Texte de page:
|---|
Ce jeudi 14 mars, un bruit de marteau-piqueur traverse l’atelier de taxidermie du Muséum national d’histoire naturelle de Paris. Pas de travaux en vue, pourtant, au rez-de-chaussée de la Grande Galerie. Ni de l’autre côté des soupiraux, qui donnent sur l’extérieur. Dans la pièce, ils sont deux à s’affairer. Le sculpteur Camille Renversade, poinçon en main, se concentre sur le bec d’un dodo déjà tout en plumes. Le taxidermiste Vincent Cuisset peint à l’aérographe le plastron du second, qui attend, encore dénudé, sur la table voisine. Et ce sont ce pistolet à peinture, son compresseur et la soufflerie associée permettant de colorer les plumes en profondeur sans qu’elles se collent qui maltraitent les oreilles du visiteur. D’un geste, le taxidermiste invite à patienter. Juste deux minutes. Enfin, il pose l’instrument en s’excusant. Une douce musique, jusqu’ici inaudible, occupe la pièce. « C’est la dernière ligne droite. Hier j’ai fini à minuit. J’y suis depuis 6 heures ce matin. On est en retard et on n’a vraiment pas le droit à l’erreur. »
|---|
Données de l'exercice:
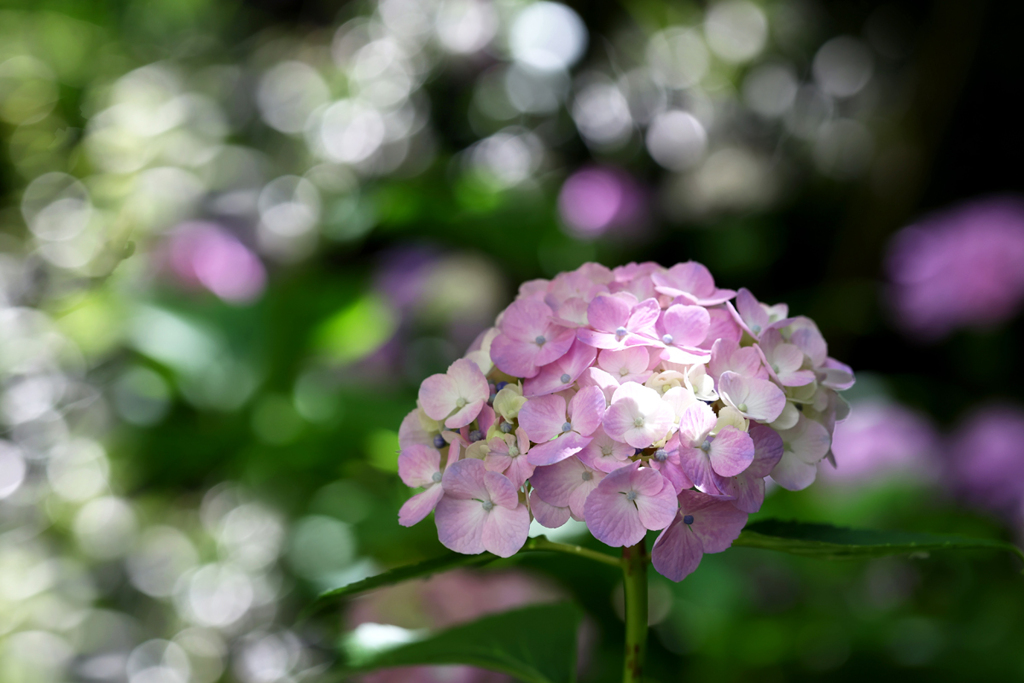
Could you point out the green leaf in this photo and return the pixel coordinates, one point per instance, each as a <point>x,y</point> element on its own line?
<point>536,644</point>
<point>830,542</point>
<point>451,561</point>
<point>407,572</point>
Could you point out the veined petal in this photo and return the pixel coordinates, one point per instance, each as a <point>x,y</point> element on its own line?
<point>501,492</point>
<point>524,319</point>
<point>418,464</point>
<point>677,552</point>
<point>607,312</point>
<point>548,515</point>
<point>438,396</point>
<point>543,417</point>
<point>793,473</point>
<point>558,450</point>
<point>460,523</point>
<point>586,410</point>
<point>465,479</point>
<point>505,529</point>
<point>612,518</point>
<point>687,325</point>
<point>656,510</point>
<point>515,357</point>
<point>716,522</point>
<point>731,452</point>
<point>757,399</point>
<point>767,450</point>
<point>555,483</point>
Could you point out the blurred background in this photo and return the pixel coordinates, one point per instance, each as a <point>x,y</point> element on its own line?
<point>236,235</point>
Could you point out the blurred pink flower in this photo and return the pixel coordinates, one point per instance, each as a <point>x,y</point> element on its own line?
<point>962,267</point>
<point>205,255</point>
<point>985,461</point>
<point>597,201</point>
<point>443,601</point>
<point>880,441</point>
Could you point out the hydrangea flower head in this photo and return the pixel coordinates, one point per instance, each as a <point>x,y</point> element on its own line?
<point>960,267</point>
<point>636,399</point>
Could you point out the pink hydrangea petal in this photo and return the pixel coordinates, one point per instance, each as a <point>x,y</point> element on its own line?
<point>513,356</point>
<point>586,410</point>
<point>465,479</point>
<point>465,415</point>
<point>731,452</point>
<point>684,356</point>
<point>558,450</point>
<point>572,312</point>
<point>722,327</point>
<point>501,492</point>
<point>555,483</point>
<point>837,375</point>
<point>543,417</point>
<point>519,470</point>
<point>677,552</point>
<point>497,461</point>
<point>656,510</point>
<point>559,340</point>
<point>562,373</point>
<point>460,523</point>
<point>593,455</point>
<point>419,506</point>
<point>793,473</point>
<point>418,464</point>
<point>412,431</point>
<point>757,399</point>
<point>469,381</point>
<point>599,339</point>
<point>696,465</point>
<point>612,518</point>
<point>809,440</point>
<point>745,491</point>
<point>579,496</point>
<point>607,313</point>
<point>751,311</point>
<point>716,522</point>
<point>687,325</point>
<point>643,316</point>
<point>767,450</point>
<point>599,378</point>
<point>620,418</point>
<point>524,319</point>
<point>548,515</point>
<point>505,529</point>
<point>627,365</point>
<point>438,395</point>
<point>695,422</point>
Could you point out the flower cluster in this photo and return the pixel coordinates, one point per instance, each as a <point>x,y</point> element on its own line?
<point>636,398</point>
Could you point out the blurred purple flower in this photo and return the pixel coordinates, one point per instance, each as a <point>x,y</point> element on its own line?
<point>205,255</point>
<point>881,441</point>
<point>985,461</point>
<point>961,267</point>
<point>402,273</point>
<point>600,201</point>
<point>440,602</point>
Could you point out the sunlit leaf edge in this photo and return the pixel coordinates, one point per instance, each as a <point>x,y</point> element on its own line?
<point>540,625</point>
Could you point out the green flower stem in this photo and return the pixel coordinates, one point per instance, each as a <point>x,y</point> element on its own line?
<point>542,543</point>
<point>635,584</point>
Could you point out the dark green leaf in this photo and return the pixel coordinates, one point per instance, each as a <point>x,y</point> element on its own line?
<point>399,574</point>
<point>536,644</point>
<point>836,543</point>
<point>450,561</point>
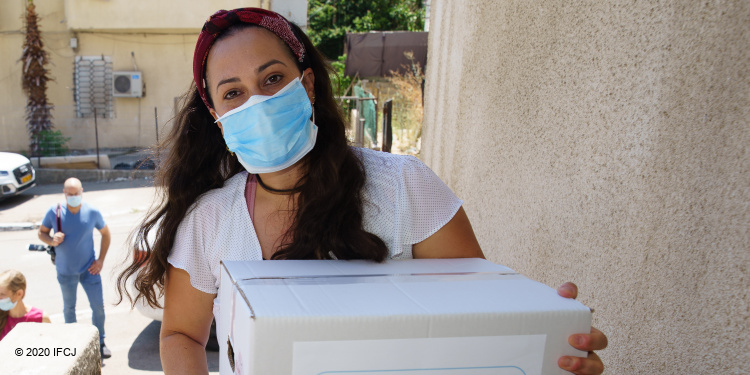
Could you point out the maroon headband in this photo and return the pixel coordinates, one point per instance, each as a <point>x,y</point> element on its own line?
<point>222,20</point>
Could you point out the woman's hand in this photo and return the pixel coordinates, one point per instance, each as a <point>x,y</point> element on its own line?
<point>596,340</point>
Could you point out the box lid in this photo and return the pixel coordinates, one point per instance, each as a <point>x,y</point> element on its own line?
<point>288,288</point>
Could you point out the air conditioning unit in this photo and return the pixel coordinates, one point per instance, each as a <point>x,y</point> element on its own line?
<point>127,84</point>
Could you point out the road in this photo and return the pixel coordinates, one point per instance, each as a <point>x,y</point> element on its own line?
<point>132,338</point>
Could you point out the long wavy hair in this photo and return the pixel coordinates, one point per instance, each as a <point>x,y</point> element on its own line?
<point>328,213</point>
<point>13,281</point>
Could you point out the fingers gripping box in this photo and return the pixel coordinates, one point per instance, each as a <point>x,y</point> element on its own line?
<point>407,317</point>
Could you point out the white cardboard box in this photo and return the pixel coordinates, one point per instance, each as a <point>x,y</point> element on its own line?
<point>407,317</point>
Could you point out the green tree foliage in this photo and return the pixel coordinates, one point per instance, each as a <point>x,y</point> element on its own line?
|---|
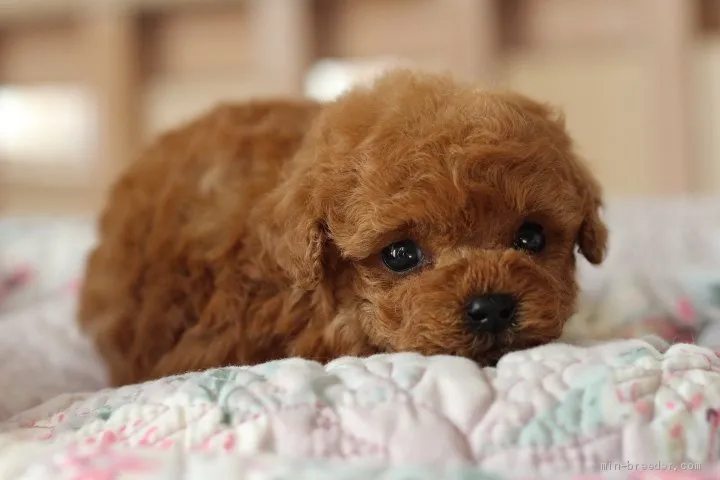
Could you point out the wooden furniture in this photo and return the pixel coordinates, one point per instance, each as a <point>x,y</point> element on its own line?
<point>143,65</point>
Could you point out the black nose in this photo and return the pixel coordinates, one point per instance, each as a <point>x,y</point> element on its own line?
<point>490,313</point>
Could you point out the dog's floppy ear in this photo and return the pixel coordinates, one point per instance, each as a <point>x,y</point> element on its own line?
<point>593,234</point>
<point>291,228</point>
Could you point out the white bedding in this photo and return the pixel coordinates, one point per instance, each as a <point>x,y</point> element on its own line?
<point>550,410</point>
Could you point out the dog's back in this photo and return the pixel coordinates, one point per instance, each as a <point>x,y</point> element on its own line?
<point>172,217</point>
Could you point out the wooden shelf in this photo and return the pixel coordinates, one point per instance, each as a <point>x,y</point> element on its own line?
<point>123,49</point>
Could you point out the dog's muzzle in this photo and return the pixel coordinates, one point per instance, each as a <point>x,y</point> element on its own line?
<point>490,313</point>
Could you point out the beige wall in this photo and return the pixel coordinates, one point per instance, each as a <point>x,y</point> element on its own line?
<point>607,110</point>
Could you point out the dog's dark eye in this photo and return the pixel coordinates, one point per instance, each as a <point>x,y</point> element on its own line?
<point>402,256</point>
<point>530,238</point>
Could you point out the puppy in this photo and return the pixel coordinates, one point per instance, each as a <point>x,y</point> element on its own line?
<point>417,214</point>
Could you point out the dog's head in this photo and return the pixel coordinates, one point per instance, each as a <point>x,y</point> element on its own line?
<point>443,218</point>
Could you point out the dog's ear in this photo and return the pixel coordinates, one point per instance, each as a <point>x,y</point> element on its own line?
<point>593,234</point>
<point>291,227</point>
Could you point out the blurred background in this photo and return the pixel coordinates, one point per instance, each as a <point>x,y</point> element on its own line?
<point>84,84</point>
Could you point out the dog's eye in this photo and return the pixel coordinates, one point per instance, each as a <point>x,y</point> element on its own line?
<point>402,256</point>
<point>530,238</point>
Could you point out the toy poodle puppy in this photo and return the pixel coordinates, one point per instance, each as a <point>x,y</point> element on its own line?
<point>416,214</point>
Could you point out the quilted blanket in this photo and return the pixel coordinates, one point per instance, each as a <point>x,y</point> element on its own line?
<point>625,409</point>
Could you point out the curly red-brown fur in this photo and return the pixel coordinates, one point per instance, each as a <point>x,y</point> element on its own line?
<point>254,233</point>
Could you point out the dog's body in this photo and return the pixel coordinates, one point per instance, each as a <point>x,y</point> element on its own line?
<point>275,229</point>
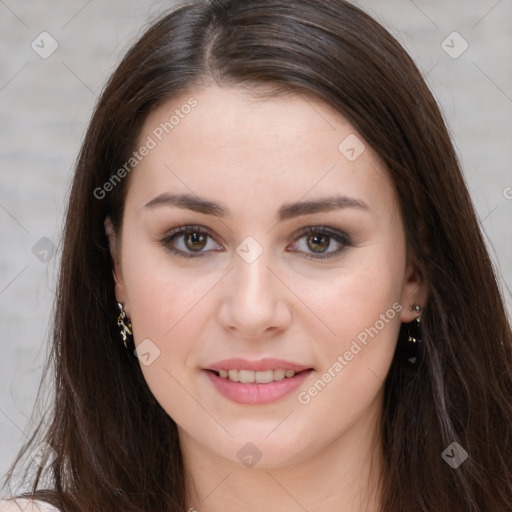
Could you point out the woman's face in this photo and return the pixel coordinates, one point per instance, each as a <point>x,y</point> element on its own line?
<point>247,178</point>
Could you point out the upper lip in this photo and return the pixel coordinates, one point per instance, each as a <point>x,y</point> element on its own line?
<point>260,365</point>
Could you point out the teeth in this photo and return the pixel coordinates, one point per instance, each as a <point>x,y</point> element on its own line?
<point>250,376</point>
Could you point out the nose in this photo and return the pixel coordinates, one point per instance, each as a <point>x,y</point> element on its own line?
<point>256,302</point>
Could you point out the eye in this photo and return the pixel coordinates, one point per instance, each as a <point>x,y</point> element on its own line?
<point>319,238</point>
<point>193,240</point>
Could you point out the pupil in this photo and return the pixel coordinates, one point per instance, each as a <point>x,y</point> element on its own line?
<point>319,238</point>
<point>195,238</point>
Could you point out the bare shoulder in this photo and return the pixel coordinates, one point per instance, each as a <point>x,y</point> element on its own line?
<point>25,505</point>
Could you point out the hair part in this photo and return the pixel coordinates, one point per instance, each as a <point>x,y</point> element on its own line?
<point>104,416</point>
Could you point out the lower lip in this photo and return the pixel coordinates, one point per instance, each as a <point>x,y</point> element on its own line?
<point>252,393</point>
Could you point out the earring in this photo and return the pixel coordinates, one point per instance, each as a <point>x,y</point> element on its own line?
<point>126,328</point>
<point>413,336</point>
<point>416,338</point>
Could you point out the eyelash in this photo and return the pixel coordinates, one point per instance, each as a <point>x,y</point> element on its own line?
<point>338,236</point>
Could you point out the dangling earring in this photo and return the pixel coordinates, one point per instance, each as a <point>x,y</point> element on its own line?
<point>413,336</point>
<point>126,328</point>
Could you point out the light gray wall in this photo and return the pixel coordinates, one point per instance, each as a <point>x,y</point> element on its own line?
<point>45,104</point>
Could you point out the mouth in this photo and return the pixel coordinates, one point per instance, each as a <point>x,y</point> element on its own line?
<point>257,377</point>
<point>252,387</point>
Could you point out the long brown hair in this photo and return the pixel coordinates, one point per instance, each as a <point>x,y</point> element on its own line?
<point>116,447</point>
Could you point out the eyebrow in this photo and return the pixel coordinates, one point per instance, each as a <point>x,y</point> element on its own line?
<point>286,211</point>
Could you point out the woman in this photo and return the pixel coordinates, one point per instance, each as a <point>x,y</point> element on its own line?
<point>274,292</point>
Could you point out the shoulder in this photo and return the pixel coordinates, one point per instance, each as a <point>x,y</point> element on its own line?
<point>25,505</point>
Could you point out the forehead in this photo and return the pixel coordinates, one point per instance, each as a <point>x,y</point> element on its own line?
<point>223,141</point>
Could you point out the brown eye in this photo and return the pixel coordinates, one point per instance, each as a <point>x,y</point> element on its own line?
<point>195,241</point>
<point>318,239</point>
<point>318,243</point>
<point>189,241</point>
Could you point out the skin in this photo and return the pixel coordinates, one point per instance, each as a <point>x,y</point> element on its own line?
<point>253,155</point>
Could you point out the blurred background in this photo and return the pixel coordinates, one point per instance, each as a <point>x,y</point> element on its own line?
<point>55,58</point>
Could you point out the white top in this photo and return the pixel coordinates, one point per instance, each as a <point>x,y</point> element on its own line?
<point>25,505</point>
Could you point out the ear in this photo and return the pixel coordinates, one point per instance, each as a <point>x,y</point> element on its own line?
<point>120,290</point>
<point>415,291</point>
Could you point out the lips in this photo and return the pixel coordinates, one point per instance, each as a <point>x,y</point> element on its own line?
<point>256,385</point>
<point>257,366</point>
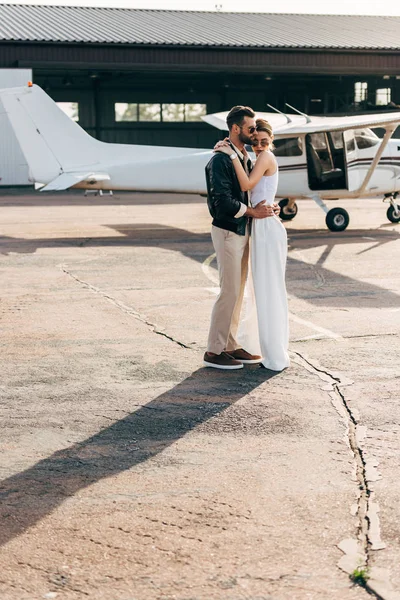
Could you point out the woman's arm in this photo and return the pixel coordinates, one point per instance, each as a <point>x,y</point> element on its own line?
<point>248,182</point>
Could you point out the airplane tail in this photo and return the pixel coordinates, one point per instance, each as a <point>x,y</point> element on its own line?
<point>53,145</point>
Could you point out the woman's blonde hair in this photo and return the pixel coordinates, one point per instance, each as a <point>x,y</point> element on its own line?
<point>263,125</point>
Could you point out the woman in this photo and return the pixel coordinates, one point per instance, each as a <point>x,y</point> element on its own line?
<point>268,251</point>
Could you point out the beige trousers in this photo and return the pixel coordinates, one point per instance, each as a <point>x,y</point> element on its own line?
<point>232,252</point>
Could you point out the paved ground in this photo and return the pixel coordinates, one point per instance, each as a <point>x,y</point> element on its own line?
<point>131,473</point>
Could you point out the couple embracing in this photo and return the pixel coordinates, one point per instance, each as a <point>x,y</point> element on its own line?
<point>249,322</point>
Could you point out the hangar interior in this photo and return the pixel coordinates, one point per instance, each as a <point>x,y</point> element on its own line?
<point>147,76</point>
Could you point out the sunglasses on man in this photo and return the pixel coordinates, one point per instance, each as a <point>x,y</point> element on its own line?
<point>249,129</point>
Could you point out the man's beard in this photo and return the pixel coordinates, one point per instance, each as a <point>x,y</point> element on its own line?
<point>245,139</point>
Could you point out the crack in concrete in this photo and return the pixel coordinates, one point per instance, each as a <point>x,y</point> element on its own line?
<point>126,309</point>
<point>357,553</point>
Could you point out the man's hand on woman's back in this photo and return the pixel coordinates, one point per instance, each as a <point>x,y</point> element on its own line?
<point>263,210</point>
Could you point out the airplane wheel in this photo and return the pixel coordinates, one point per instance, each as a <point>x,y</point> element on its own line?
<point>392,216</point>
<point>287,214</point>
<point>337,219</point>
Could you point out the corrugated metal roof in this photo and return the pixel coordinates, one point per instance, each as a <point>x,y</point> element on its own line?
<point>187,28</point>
|---|
Consigne 1:
Indiquez si chacune des affirmations suivantes s'accorde avec le texte sur l'atelier de taxidermie en répondant par oui ou par non et en citant mot pour mot le passage décisif : (a) le bruit entendu dans l'atelier vient de travaux au rez-de-chaussée de la Grande Galerie ; (b) Camille Renversade travaille sur le bec d'un dodo ; (c) le taxidermiste est au travail depuis 6 heures du matin.
Consigne 2:
Poursuivez le texte sur l'atelier de taxidermie à partir de sa dernière phrase.
La liste est un matériau indépendant du texte sur l'atelier de taxidermie.

Réponse 1:
(a) Non : « Pas de travaux en vue, pourtant, au rez-de-chaussée de la Grande Galerie. »
(b) Oui : « se concentre sur le bec d’un dodo déjà tout en plumes »
(c) Oui : « J’y suis depuis 6 heures ce matin. »

Réponse 2:
Le couple de drontes de Maurice sera l’« invité d’honneur » du week-end de célébration des 30 ans de la Grande Galerie de l’évolution, samedi 23 et dimanche 24 mars. Spectacles, ateliers, parcours spéciaux et visites nocturnes ont été mis au menu de cette institution, qui a accueilli plus d’un million de visiteurs en 2023. Autant de réjouissances temporaires, dans ce haut lieu de popularisation de la science et de découverte de la richesse du vivant. Les dodos, en revanche, resteront à demeure à l’entrée de la galerie des espèces disparues, là où a longtemps trôné un de leurs cousins, sculpté dans le plâtre en 1901. « Ils accueilleront les visiteurs, avec ce regard curieux qui, d’après les témoignages, était le leur lorsque les marins portugais et hollandais ont débarqué à l’île Maurice, poursuit Camille Renversade. Les dodos n’avaient jamais connu de prédateurs, jamais vu d’humains. Comment pouvaient-ils imaginer que nous allions les exterminer ? »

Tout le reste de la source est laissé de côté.